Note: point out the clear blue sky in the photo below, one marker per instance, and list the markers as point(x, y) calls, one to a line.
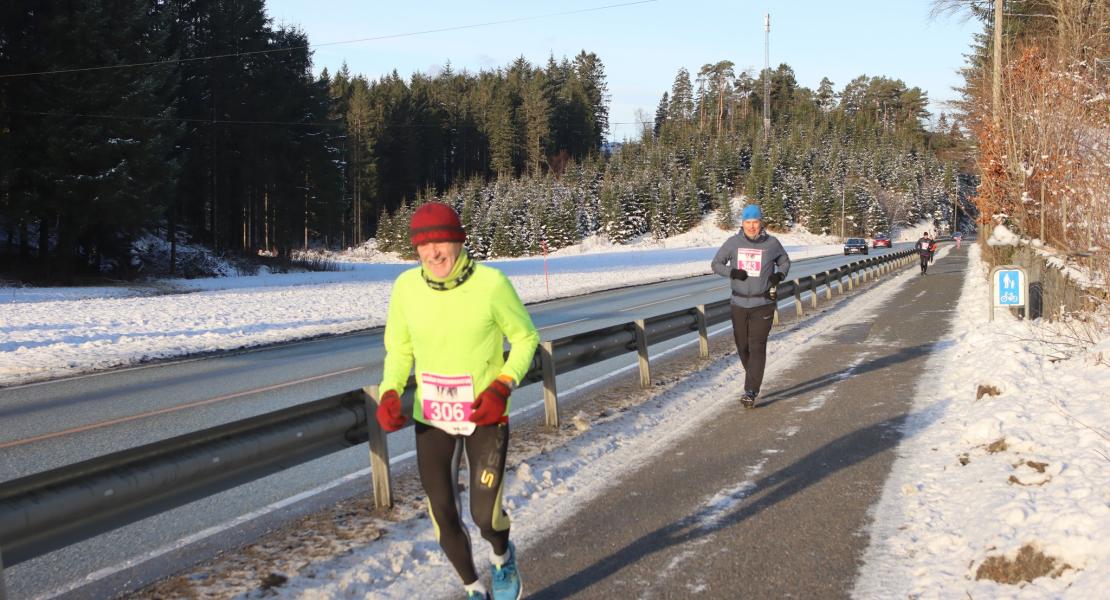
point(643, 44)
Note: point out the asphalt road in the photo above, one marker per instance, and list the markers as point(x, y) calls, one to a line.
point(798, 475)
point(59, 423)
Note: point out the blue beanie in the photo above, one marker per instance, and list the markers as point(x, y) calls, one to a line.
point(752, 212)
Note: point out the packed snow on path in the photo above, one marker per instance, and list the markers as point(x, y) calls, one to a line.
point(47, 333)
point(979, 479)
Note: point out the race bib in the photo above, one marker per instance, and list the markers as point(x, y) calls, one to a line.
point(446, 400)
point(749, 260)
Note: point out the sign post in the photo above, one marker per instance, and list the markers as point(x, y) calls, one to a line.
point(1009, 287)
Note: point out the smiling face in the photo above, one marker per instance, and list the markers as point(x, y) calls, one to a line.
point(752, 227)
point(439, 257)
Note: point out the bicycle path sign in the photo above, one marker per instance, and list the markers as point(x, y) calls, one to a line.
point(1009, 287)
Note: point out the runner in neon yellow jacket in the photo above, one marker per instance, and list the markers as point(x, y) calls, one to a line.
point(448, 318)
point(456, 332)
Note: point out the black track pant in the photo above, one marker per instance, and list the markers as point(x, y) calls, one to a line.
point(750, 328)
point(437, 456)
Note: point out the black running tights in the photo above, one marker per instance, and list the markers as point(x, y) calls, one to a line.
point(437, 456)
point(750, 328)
------------------------------------------------------------
### WHAT THE TASK ASKS
Only the records themselves, retyped exactly, belong in the answer; please leave all images behind.

### RESULT FOR THIS TASK
Note: point out the clear blue sky in the photo below, one marker per instance, and list the markers as point(x, y) calls, one to a line.
point(643, 44)
Note: point out the asphalt road in the photo above, one marker per instance, and list the markers as point(x, y) calls, one to a line.
point(798, 475)
point(59, 423)
Note: point out the blue beanie in the photo above, one marker per instance, and list the markers as point(x, y) calls, one to a line.
point(752, 212)
Note: point out the packed snow on path in the photo above, one marker per instance, and list the markers as point(x, y) calls, one to a line.
point(47, 333)
point(979, 479)
Note: point out the race bib in the photo above, one marker per instance, and list the markers as point(x, y) calls, one to a line.
point(446, 400)
point(749, 260)
Note: point out the sign post in the photo above, one marker per instance, and list the markers as point(x, y) calls, one to a line.
point(1009, 287)
Note: point out the smiling face in the photo above, one marker per instance, and list the markers as point(x, y) calls, one to a line.
point(752, 227)
point(439, 257)
Note: point out the bicycle path sign in the photo above, one marker per instance, and list the markers as point(x, y) calls, one to a line.
point(1009, 287)
Note: point out the runner in neon yellow jacket in the photo above, one marker per instance, and list the markers as point(x, y) calls, one to a line.
point(448, 318)
point(456, 332)
Note: point out the black track pant in the photo above, one marker per instance, and list the markers as point(x, y) calls, one to a line.
point(750, 328)
point(437, 456)
Note: point out the black running tights in the photo above, one marker per instance, and list the markers as point(x, y) calls, one to a line.
point(437, 456)
point(750, 328)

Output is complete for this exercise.